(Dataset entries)

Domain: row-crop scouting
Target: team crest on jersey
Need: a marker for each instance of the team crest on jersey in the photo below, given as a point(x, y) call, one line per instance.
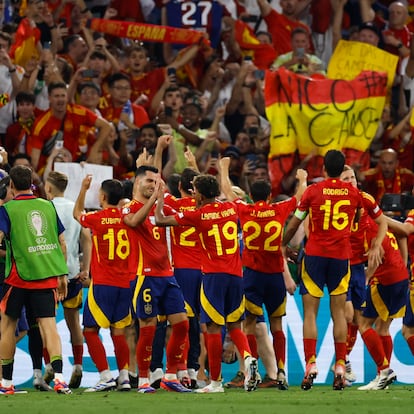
point(148, 308)
point(37, 224)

PROBLEM
Can you copy every item above word for word, leaving the pictures out?

ANSWER TO THIS PROBLEM
Domain: row-crop scouting
Target: team crest on jersey
Need: a marker for each instance of the team crest on jersey in the photo below, given as a point(x, y) call, one line per instance.
point(148, 308)
point(37, 224)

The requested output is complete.